Work order: Your reply should contain every record, restated word for word.

Entries taken from a collection:
***

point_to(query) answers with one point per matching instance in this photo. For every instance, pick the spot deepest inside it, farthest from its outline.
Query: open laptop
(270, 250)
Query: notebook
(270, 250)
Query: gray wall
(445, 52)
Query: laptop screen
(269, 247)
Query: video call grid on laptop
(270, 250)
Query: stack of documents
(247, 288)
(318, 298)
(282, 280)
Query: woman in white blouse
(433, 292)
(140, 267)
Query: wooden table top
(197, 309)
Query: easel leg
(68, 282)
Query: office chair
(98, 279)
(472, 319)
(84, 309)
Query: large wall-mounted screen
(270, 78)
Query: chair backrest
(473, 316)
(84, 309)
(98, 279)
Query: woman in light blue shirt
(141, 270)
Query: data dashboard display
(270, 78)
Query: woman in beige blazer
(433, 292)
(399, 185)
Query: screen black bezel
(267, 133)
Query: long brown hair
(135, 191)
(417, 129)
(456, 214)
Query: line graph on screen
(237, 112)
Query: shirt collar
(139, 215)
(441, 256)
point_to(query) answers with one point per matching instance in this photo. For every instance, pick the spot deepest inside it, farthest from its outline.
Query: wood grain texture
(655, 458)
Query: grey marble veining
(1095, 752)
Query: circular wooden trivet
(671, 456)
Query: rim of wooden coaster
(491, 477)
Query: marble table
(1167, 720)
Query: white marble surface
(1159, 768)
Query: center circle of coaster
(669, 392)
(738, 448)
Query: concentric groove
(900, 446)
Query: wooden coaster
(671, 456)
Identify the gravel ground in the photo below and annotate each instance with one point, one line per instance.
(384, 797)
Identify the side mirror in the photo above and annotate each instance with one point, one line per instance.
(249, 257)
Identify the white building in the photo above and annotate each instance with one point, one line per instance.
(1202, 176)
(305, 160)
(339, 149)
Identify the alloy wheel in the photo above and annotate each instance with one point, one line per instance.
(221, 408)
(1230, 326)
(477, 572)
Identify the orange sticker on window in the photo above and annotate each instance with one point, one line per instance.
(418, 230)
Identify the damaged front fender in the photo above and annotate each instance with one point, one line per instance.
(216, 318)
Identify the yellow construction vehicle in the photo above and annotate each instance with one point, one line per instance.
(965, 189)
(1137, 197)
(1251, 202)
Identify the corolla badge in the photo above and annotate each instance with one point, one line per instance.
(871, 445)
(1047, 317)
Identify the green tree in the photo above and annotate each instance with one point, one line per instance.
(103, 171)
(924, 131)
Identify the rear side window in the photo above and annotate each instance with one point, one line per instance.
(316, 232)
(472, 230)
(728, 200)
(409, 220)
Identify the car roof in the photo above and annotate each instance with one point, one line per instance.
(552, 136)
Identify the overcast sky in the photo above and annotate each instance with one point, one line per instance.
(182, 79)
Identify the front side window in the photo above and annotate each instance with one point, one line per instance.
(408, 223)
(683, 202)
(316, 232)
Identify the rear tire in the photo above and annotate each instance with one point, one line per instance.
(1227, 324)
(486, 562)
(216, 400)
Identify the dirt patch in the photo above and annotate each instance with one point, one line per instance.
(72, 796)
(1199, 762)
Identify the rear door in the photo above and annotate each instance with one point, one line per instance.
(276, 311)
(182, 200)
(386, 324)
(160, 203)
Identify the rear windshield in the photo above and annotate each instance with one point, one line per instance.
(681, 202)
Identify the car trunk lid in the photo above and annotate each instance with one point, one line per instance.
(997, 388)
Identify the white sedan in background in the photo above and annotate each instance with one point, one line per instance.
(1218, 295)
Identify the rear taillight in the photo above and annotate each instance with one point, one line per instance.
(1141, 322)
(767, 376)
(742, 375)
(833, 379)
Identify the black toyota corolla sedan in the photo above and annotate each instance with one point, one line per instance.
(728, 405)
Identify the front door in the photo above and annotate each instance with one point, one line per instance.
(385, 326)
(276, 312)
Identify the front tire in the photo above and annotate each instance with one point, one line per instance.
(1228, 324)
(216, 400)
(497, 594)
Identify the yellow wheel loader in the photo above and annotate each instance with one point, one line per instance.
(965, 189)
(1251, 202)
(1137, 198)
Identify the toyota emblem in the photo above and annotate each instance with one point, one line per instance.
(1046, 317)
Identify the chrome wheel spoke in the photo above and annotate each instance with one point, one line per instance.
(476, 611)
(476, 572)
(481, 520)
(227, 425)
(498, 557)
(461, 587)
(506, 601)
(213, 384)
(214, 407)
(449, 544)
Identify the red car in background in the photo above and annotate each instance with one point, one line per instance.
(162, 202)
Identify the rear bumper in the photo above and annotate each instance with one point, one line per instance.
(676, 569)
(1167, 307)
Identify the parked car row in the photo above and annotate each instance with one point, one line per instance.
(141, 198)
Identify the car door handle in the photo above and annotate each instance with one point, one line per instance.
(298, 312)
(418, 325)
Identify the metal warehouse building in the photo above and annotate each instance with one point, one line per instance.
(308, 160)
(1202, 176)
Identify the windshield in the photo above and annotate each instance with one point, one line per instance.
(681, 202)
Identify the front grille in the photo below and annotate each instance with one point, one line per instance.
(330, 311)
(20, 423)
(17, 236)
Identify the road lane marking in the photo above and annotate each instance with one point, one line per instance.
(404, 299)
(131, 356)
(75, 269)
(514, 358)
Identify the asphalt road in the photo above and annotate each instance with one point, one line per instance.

***

Answer space:
point_to(query) answers with one point per matching instance in this photo. For every instance, pick the spot deepest inside it, farthest from its outline.
Query: open laptop
(270, 250)
Query: notebook
(270, 250)
Query: gray wall
(445, 52)
Query: laptop screen
(269, 247)
Query: video call grid on laptop
(270, 250)
Query: stack of documents
(247, 288)
(318, 298)
(282, 280)
Query: woman in white blouse
(433, 292)
(140, 267)
Query: wooden table top
(197, 309)
Query: easel leg
(68, 282)
Query: office chair
(98, 279)
(472, 319)
(84, 309)
Query: large wall-mounted screen
(270, 78)
Query: chair backrest
(473, 316)
(84, 309)
(98, 279)
Query: woman in light blue shirt
(141, 270)
Query: data dashboard display
(270, 78)
Query: woman in beige blazer
(433, 292)
(399, 185)
Query: screen black bezel
(267, 133)
Query: long brown hair
(135, 191)
(417, 129)
(456, 214)
Query: line graph on screen
(237, 112)
Query: shirt collar
(139, 215)
(441, 256)
point_to(query) answers with one point per matching instance in this photo. For every instance, pick the spot deepest inside it, farthest from its outline.
Query: wood grain texture
(655, 458)
Query: grey marble veining
(1095, 752)
Query: circular wooden trivet
(671, 456)
Query: rim of wooden coaster
(491, 477)
Query: marble table
(1167, 720)
Query: white marble surface
(1159, 768)
Query: center circle of coaster
(669, 392)
(738, 448)
Query: concentric groove
(900, 446)
Query: wooden coaster
(671, 456)
Identify the gravel ground in the photo below and annotate each instance with one point, one line per instance.
(384, 797)
Identify the side mirror in the photo above and annotate each instance with one point, one line per instance.
(249, 257)
Identify the white building in the photo above and annotate each instance with one point, one line per instance.
(1202, 176)
(305, 160)
(339, 149)
Identify the alloy wheel in the photo above and annotate each instance with one point, one line per instance.
(221, 408)
(1230, 326)
(477, 572)
Identify the orange sticker on window in the photo above and annotate each instance with one point, one line per instance.
(418, 230)
Identify the damaged front fender in the photo above and annotate each instance with one point, one line per instance.
(216, 318)
Identify the yellow construction vehicle in the photo above and annotate each instance with one point, one line per instance.
(965, 189)
(1137, 197)
(1251, 202)
Identify the corolla badge in the photo above and annotate each instance with one point, one line per instance.
(871, 445)
(1047, 317)
Identify the green tree in the photo above and annotate each instance with one point, one line per instance.
(103, 171)
(924, 131)
Identify the rear side window in the photo above and annotate each instance with one point, one line per instance.
(316, 232)
(472, 230)
(728, 200)
(409, 220)
Identify the car roof in the photo above and annotate each instance with one point, one line per instance.
(552, 136)
Identify the overcast sky in the photo above and annotate each instance with one point, one line per instance.
(182, 79)
Identify the front side window in the photo above and annotate each instance with one point, one line per instance.
(408, 223)
(683, 202)
(316, 232)
Identify the rear tire in the photo above and annotate each instance with one point, one line per instance.
(1227, 324)
(486, 562)
(216, 400)
Identify the dirt patch in the photo above and annotate each instance with one point, one line per instance.
(72, 796)
(1199, 762)
Identify the rear door in the photo above and annotate each instance with one point, one line per instance.
(276, 311)
(182, 200)
(386, 324)
(160, 203)
Identify the rear windshield in the photo above and annotate each instance with one point, one line per instance.
(681, 202)
Identify the car trunk lid in the photo above and annotate each instance with one point, one line per instance.
(997, 388)
Identify the white sedan in background in the photo above and annotate each instance with one point, one line per instance.
(1218, 295)
Identify the rear taillight in the photo above and annotate each instance with one point, one line per instance.
(1141, 322)
(767, 376)
(742, 375)
(833, 379)
Identify the black toyota corolla sedan in the photo above and annotate each instance with one point, one line per instance.
(728, 405)
Identify the front door in the photo above and annotate each instance with one point, one line per instance.
(385, 326)
(276, 312)
Identify the front tire in the photo above and annotate each instance with one point, one line per instance.
(1228, 324)
(216, 400)
(497, 594)
Identify the yellow wheel loader in the photo above and annotate each instance with one point, one line per instance.
(965, 189)
(1251, 202)
(1137, 198)
Identify the toyota emblem in the photo above and annotate each instance with one point, one line per instance.
(1046, 317)
Identify the chrome wheel spoke in the photo above and annotate each instance with one point, one line per instance.
(476, 611)
(476, 572)
(481, 520)
(227, 425)
(498, 557)
(461, 587)
(506, 601)
(213, 384)
(214, 407)
(449, 544)
Identify the red car in background in the photo above and annotate each instance with one point, one line per instance.
(162, 202)
Identify the rear bumper in the photo above and annotate each instance with one point, one line per instance.
(676, 569)
(1167, 307)
Identify the parked car row in the photo above and annotate each instance with one point, one line per instance.
(141, 198)
Identify the car door handle in the photo above and annotate each instance with one point, one line per instance.
(298, 312)
(418, 325)
Identify the metal warehouse building in the photo above and annotate each instance with one point, one line per instance.
(308, 160)
(1202, 176)
Identify the windshield in the photo above and annotate each instance with one point, one line per instance.
(681, 202)
Identify the front grille in the photo below and annotate each instance with one point, one line per instance.
(330, 311)
(20, 423)
(17, 236)
Identify the road lane marking in the photo above and annotate each instance with one point, one line per instance.
(404, 299)
(131, 356)
(75, 269)
(514, 358)
Identify the asphalt road in the photo above and annotate each instance with one point, one line per instance.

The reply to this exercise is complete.